Study text>
Thomson Reuters Foundation
Chinese tech giant Tencent is creating a “smart city” that utilises technology to put people and the environment first, a model that could be applied to other urban developments after the coronavirus, the project’s architect said on Wednesday.
Net City will be a two million square metre neighbourhood in the south-eastern city of Shenzhen, comprising Tencent offices and residences for its employees, as well as public amenities such as parks and a waterfront area.
A rendering of Net City, technology company Tencent’s planned new smart city in Shenzhen, China. PICTURE: Handout from NBBJ via Thomson Reuters Foundation
With fewer streets for cars, “green” garden roofs on buildings and the use of artificial intelligence, Net City is a model for the “future of city building”, said Jonathan Ward, a design partner at NBBJ, a United States-based architecture firm.
“This moment reinforces the need to think about designing spaces, buildings and cities that are restorative…plentiful indoor-outdoor spaces which are good for overall human health, perhaps even more so during a pandemic,” Ward said.
Construction of Net City is scheduled to begin later this year.
It will prioritise sustainability by “reducing car use, increasing planning strategies around the needs of people, allowing greater public access, and with increased environmental conservation”, he added.
More than 500 smart cities are being built across China, according to government data, equipped with sensors, cameras, and other gadgets that can crunch data on everything from traffic and pollution, to public health and security.
Net City will use technologies such as artificial intelligence and autonomous vehicles, said Ward. Mangroves and other nature-based features will help mitigate the impacts of climate change, he added.

(Data for pointing to referring expressions)
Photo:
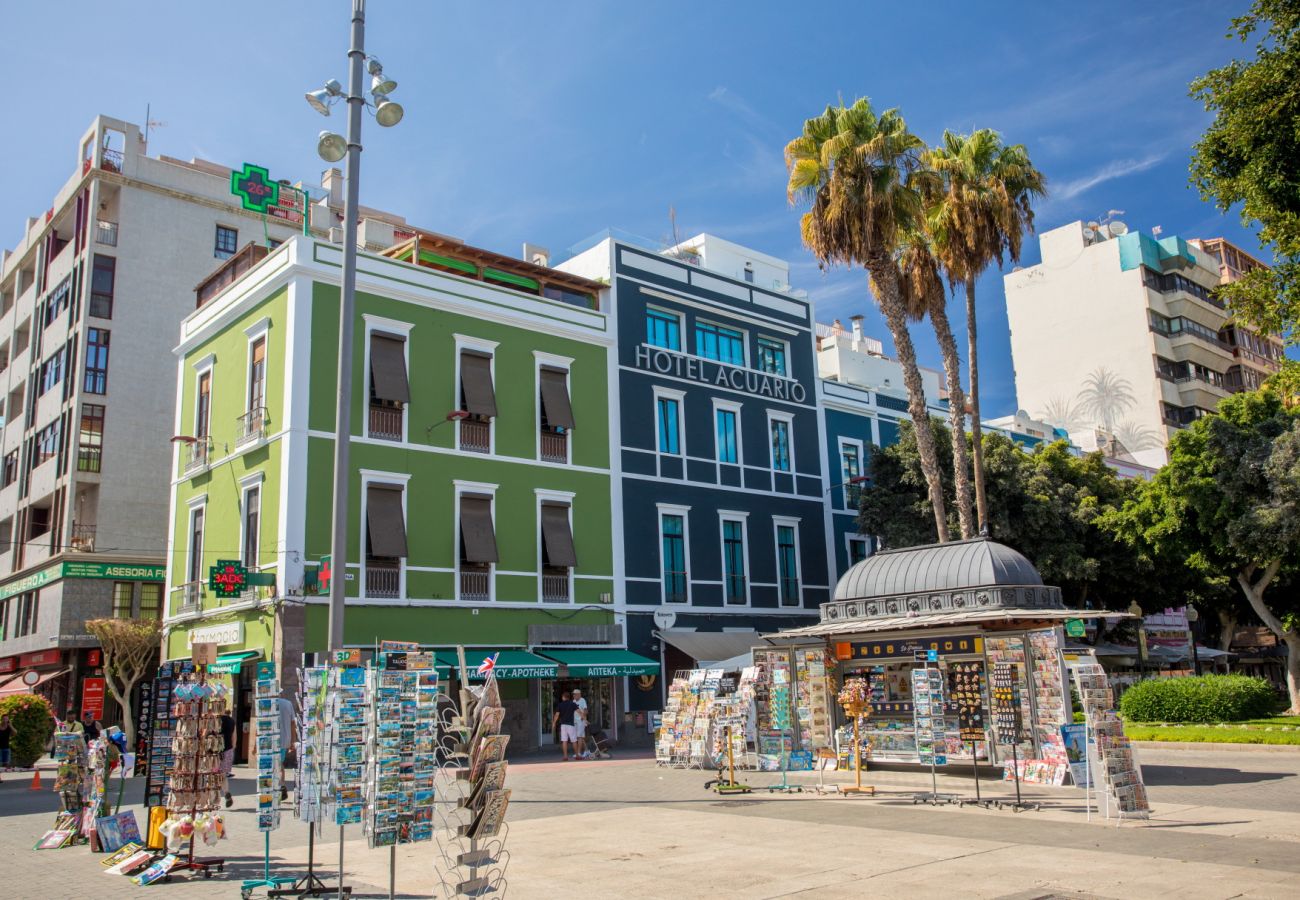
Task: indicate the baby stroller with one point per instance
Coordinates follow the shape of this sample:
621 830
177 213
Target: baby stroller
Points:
597 745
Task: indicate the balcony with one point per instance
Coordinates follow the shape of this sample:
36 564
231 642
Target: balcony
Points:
382 578
554 446
555 585
385 423
105 233
251 427
475 582
196 454
476 435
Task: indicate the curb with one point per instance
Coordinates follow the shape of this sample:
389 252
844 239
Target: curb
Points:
1208 745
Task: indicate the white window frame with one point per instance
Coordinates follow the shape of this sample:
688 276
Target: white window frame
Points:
778 523
742 518
551 497
680 397
389 327
550 360
481 346
728 406
684 511
476 488
394 480
862 461
788 418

Task details>
Write out everything in the Net City article from "Construction of Net" down to "health and security.". None of the data is needed.

Answer space>
Construction of Net City is scheduled to begin later this year.
It will prioritise sustainability by “reducing car use, increasing planning strategies around the needs of people, allowing greater public access, and with increased environmental conservation”, he added.
More than 500 smart cities are being built across China, according to government data, equipped with sensors, cameras, and other gadgets that can crunch data on everything from traffic and pollution, to public health and security.